EXERCISE GOAL: Reproduce the material below verbatim, line for line, but leave the pictures out of your answer.

──────

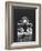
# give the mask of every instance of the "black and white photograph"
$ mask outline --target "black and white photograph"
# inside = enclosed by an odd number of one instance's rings
[[[41,47],[41,4],[6,3],[6,48]]]
[[[14,18],[14,42],[35,41],[35,8],[15,7]]]

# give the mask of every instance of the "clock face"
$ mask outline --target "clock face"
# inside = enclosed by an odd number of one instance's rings
[[[35,41],[35,9],[14,8],[14,42]]]

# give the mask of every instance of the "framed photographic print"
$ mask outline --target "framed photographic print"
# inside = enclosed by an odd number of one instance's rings
[[[41,4],[6,2],[6,48],[41,47]]]

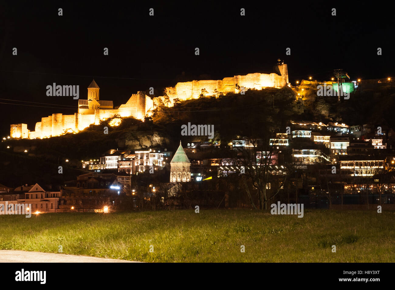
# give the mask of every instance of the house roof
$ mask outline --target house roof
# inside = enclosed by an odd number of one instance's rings
[[[89,85],[89,86],[88,87],[88,89],[90,88],[95,88],[97,89],[100,88],[99,87],[99,86],[98,86],[98,84],[96,83],[96,82],[95,81],[94,79],[92,81],[92,82],[90,83],[90,84]]]
[[[314,122],[312,121],[294,121],[293,120],[291,121],[291,123],[293,125],[313,125],[316,126],[323,126],[324,127],[326,126],[326,125],[322,122],[317,123],[316,122]]]
[[[170,161],[171,164],[175,163],[190,163],[186,154],[185,154],[185,152],[184,151],[182,146],[181,144],[181,141],[180,141],[180,146],[179,146],[178,149],[177,149],[177,151],[175,152],[175,153],[174,153],[174,156],[173,156],[171,161]]]

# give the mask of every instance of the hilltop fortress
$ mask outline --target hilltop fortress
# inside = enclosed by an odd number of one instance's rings
[[[205,89],[207,96],[218,94],[238,93],[239,86],[246,89],[261,90],[266,87],[282,88],[288,84],[288,69],[284,63],[275,67],[275,73],[270,74],[249,73],[246,75],[235,75],[218,80],[193,80],[178,82],[174,87],[166,89],[165,95],[151,98],[145,92],[133,94],[126,103],[114,109],[112,101],[103,101],[99,98],[100,88],[94,80],[88,87],[88,97],[78,100],[78,112],[73,115],[53,114],[44,117],[36,123],[34,131],[27,129],[26,124],[15,124],[10,126],[10,135],[13,138],[45,138],[60,136],[68,133],[77,133],[91,124],[99,125],[101,121],[114,117],[133,117],[143,120],[152,114],[160,102],[166,101],[169,97],[172,106],[175,99],[180,101],[199,97],[202,90]]]

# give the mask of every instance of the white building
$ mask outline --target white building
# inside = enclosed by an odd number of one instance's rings
[[[348,137],[331,137],[331,154],[345,155],[347,154],[347,148],[350,146]]]

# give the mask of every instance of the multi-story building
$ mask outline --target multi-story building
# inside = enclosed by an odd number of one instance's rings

──────

TASK OUTPUT:
# give the mask of every instance of the "black and white photograph"
$ mask outline --target "black and white photograph"
# inside = enclosed by an odd number of one instance's rings
[[[41,47],[41,4],[6,3],[6,48]]]
[[[14,18],[14,42],[35,41],[35,8],[15,7]]]

# give the mask of every instance of the "clock face"
$ mask outline --target "clock face"
# inside = enclosed by an odd number of one instance's rings
[[[35,41],[35,9],[14,8],[14,42]]]

# give the mask of every instance of the "framed photographic print"
$ mask outline --target "framed photographic print"
# inside = enclosed by an odd number of one instance's rings
[[[41,4],[6,2],[6,48],[41,47]]]

# give the mask of every instance of the house roof
$ mask outline --target house roof
# inside = enclosed by an odd number of one instance's rings
[[[89,85],[89,86],[88,87],[88,89],[90,88],[95,88],[97,89],[100,88],[99,87],[99,86],[98,86],[98,84],[96,83],[96,82],[95,81],[94,79],[92,81],[92,82],[90,83],[90,84]]]
[[[314,122],[312,121],[294,121],[293,120],[291,121],[291,123],[293,125],[313,125],[316,126],[323,126],[324,127],[326,126],[326,125],[322,122],[317,123],[316,122]]]
[[[170,161],[171,164],[175,163],[190,163],[186,154],[185,154],[185,152],[184,151],[182,146],[181,144],[181,141],[180,141],[180,146],[179,146],[178,149],[177,149],[177,151],[175,152],[175,153],[174,153],[174,156],[173,156],[171,161]]]

# give the mask of every instance of the hilltop fortress
$ mask outline --target hilltop fortress
# inside = enclosed by an odd number of one instance's rings
[[[205,89],[207,96],[218,94],[238,93],[239,86],[246,89],[261,90],[266,87],[282,88],[288,84],[288,69],[284,63],[275,67],[275,73],[270,74],[249,73],[246,75],[235,75],[218,80],[193,80],[178,82],[174,87],[166,89],[165,95],[151,98],[145,92],[133,94],[126,103],[114,109],[112,101],[103,101],[99,98],[100,88],[94,80],[88,87],[88,97],[78,100],[78,112],[73,115],[53,114],[44,117],[36,123],[34,131],[27,129],[26,124],[15,124],[10,126],[10,135],[13,138],[45,138],[60,136],[68,133],[77,133],[91,124],[99,125],[101,121],[114,117],[133,117],[143,120],[152,114],[160,102],[166,101],[169,97],[172,106],[175,99],[180,101],[199,97],[202,90]]]

# give the mask of every instance of the white building
$ mask outline --target white building
# inside = enclosed by an odd number of one instance's rings
[[[348,137],[331,137],[331,154],[345,155],[347,154],[347,148],[350,146]]]

# give the mask of every instance of the multi-story building
$ mask outline --target multi-story building
# inside = enclosed by an odd number of one instance's rings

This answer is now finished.